● WRITTEN PROBLEM A:
Answer these questions using the project description below:
(i) Which model is fine-tuned?
(ii) What is the evaluation script called?
(iii) Which text similarity scores are calculated?
● WRITTEN PROBLEM B:
For each statement, say whether it agrees with the project description below, and quote the words that decide it:
(i) Training uses 4-bit quantization.
(ii) The fine-tuned model is compared against the base 7B and 13B Python models.
(iii) The fine-tuning process is walked through in a Jupyter Notebook.
* BEGIN PROVIDED TEXT *
CodeLlama Fine-tuning in Python `requests` Library

This project explores fine-tuning a CodeLlama model (specifically, codellama/CodeLlama-7b-Python-hf) to become better at generating code examples for the popular Python requests library. I use Parameter-Efficient Fine-Tuning (PEFT) with LoRA to adapt the model.

What's Inside?

Fine-tuning: Uses LoRA (via PEFT) and 8-bit quantization for efficient training of CodeLlama-7B-Python.
Dataset: A custom dataset (data/) with prompt/completion pairs focused on requests.
Training: An interactive Jupyter Notebook (train_model.ipynb) walks through the fine-tuning process.
Evaluation: A script (evaluate_model.py) generates code from the fine-tuned 7B model and compares it against the base 7B and 13B Python models.
Metrics: Calculates standard text similarity scores (BLEU, CER, ROUGE-L, ChrF).
Analysis: Includes a look at the training loss curve and a discussion of the evaluation results.

Project Structure

.
* END PROVIDED TEXT *
* BEGIN RECORDED DATA *
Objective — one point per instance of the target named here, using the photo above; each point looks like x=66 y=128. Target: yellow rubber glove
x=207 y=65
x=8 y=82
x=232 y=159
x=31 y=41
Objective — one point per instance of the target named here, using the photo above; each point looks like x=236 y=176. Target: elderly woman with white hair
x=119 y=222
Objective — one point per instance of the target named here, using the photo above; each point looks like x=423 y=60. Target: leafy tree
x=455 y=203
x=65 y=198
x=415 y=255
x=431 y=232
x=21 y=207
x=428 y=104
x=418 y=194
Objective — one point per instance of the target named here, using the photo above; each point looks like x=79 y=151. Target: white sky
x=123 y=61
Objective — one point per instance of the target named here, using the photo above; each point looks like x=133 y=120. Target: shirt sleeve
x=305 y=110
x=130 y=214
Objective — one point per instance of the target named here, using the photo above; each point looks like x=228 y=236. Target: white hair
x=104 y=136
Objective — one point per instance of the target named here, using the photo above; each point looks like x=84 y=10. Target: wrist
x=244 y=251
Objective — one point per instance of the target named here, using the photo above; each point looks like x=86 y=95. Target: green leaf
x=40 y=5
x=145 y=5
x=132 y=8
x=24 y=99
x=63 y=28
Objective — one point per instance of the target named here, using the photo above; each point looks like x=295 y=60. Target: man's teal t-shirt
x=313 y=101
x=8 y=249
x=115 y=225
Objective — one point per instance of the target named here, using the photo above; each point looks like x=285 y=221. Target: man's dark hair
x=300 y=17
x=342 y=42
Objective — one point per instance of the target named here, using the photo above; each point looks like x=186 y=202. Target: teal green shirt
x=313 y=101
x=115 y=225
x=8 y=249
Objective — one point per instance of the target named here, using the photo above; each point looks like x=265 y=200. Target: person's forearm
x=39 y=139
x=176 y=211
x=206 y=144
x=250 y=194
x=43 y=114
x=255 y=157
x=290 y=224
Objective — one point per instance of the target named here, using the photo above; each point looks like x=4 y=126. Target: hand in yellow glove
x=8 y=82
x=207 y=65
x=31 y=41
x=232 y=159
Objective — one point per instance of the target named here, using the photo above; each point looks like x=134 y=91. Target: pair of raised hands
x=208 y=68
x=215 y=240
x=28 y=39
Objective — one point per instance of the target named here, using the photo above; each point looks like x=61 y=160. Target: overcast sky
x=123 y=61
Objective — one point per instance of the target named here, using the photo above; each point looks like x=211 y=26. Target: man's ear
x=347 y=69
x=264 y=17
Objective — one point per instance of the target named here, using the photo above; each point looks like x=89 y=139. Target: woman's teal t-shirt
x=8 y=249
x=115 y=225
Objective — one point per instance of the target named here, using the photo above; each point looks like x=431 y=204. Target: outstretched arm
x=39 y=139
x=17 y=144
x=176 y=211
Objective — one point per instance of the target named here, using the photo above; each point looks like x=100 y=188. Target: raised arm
* END RECORDED DATA *
● OUTPUT A:
(i) codellama/CodeLlama-7b-Python-hf
(ii) evaluate_model.py
(iii) BLEU, CER, ROUGE-L and ChrF

● OUTPUT B:
(i) No: "8-bit quantization for efficient training of CodeLlama-7B-Python"
(ii) Yes: "compares it against the base 7B and 13B Python models"
(iii) Yes: "An interactive Jupyter Notebook (train_model.ipynb) walks through the fine-tuning process"